Set down the final part of the listing, which starts at the line containing "Could you locate the white cloud" and runs to the last line, exactly and completely.

:::::

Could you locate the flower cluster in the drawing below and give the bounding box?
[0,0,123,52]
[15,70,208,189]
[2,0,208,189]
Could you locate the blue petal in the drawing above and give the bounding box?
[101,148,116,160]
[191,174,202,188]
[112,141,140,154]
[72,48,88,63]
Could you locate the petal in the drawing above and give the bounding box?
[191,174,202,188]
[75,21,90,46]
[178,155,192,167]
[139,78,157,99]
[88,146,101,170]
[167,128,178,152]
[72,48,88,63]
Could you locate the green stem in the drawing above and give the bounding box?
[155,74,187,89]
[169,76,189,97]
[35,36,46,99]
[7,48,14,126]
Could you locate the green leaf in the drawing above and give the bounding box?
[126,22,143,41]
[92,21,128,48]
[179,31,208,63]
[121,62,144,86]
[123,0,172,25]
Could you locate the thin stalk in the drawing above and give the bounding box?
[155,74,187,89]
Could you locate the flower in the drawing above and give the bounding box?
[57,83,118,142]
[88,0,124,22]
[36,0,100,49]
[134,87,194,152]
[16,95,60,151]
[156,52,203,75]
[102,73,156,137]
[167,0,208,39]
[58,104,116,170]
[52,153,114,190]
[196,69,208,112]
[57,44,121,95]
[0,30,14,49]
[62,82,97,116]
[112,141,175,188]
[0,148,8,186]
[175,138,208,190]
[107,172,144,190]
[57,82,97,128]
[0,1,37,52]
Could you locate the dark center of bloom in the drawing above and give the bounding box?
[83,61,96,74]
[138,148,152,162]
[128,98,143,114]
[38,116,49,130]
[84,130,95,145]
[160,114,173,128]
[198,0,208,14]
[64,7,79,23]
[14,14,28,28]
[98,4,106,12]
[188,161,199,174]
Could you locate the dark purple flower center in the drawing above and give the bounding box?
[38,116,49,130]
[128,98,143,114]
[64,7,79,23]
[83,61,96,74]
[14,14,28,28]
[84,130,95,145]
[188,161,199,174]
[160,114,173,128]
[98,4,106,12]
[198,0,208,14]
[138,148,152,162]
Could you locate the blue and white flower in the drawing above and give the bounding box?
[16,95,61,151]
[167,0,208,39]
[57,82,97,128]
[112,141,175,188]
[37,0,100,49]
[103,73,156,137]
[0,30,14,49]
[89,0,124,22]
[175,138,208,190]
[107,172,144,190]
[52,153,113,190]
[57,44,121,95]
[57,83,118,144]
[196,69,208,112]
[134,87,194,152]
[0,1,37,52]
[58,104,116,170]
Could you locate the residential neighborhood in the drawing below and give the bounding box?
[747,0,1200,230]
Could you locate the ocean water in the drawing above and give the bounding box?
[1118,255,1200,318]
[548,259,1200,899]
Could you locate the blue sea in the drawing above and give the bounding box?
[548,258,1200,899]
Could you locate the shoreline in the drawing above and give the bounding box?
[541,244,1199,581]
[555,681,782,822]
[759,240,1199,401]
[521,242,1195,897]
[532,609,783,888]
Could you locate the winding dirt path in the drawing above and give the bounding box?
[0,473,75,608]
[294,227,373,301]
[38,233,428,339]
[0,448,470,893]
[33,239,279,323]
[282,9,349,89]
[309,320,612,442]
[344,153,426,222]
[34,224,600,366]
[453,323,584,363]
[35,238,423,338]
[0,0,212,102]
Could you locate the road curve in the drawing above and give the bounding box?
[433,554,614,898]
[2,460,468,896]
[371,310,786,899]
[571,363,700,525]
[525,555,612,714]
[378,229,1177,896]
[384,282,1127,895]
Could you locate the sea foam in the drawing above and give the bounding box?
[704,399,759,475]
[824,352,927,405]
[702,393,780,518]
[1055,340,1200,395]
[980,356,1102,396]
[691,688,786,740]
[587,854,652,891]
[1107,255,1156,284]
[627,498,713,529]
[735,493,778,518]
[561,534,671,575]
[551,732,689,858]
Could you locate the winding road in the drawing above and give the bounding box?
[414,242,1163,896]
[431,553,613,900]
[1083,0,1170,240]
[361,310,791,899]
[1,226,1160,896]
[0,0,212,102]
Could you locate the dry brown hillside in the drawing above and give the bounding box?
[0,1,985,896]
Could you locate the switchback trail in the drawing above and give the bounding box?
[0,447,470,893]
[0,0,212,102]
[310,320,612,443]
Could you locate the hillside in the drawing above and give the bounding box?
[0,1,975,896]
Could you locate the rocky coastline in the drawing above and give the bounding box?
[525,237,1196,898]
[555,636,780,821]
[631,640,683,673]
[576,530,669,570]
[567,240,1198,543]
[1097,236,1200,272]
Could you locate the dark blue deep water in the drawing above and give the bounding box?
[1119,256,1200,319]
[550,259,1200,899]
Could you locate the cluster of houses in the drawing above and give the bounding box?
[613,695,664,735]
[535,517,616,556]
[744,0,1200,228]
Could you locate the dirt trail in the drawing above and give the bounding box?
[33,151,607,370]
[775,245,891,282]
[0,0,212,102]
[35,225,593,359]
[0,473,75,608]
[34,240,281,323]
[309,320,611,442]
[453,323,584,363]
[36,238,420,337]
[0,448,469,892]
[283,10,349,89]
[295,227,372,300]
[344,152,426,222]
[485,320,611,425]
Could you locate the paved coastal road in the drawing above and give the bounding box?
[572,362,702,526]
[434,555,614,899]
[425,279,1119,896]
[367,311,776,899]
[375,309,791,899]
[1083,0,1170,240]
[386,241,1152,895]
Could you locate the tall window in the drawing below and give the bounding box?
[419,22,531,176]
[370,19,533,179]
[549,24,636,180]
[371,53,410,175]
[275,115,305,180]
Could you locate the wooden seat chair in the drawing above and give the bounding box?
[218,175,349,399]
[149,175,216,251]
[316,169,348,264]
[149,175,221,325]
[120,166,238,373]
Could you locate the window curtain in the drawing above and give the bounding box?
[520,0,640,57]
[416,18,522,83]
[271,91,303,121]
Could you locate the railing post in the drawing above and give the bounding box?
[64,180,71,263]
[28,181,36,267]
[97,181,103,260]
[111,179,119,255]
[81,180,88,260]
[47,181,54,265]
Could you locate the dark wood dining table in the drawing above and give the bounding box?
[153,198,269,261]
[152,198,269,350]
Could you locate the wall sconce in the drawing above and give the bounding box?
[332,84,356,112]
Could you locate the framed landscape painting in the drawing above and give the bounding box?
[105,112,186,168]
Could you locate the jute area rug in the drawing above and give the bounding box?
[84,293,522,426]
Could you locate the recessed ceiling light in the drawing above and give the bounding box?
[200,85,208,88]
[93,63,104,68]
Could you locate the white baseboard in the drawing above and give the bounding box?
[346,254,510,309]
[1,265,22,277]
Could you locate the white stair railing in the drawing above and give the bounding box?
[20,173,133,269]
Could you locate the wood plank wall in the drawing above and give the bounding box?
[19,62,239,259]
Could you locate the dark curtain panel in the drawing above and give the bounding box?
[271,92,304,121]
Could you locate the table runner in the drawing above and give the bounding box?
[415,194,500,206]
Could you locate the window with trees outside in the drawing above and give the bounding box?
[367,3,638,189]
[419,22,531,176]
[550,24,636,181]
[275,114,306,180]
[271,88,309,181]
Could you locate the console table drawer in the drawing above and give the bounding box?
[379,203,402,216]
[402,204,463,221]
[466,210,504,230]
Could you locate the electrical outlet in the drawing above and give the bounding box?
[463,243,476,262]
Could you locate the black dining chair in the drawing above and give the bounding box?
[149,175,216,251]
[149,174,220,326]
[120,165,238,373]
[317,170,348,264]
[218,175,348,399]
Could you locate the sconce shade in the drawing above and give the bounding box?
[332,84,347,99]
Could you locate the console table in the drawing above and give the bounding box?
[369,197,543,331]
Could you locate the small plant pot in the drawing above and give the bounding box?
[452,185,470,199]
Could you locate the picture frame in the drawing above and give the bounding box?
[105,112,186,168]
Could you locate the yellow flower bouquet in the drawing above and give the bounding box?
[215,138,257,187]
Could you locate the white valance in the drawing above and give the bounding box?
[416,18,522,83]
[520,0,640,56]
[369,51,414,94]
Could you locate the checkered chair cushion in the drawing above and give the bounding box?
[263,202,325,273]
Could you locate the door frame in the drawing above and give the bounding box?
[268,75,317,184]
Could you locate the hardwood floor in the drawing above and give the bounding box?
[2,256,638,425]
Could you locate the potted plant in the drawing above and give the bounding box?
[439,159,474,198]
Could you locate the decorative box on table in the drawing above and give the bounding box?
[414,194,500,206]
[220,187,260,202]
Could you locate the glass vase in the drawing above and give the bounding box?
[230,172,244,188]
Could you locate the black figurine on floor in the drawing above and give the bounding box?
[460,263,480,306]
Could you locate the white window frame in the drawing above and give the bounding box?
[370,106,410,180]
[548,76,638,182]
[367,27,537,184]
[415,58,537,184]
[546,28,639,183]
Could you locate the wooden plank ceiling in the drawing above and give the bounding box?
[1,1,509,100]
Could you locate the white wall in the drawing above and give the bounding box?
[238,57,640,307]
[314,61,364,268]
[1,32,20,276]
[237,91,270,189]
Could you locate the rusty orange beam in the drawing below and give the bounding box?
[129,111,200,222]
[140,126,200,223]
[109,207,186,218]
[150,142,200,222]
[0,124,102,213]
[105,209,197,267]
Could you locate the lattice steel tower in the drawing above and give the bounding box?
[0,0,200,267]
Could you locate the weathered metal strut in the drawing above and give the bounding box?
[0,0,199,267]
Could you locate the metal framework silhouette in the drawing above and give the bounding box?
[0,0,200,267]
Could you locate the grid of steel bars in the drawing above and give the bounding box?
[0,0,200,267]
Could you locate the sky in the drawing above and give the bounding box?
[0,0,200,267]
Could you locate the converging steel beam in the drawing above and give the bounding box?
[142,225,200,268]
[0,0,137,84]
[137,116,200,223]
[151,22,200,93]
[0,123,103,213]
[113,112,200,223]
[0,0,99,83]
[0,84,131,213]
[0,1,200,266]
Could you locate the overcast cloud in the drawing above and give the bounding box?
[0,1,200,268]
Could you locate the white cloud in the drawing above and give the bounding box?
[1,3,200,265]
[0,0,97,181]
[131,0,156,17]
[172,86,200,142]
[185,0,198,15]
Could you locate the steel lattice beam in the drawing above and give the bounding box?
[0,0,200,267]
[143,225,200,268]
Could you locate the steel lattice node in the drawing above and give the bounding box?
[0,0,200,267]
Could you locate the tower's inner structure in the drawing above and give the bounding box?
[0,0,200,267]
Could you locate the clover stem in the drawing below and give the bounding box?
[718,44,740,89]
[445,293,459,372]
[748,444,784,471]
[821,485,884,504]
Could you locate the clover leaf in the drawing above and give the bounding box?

:::::

• _RESPONSE BOX_
Could you locate the white cloud in the drawing above and give the bounding box?
[1,3,200,265]
[0,0,97,181]
[131,0,156,17]
[172,86,200,142]
[185,0,198,15]
Could you locate the steel lattice beam in the drawing above and give the bounding box?
[0,0,200,267]
[143,225,200,268]
Could you locate the steel lattice node in the drawing above and give the bounding box?
[0,0,200,267]
Could you locate the tower's inner structure in the drawing above and give the bounding box?
[0,0,200,267]
Could you locate the clover stem in the drawing below and give the bounding box?
[718,44,740,89]
[445,293,459,372]
[748,444,784,471]
[821,485,884,504]
Could you locate the clover leaf in the drawing above and give the bounding box?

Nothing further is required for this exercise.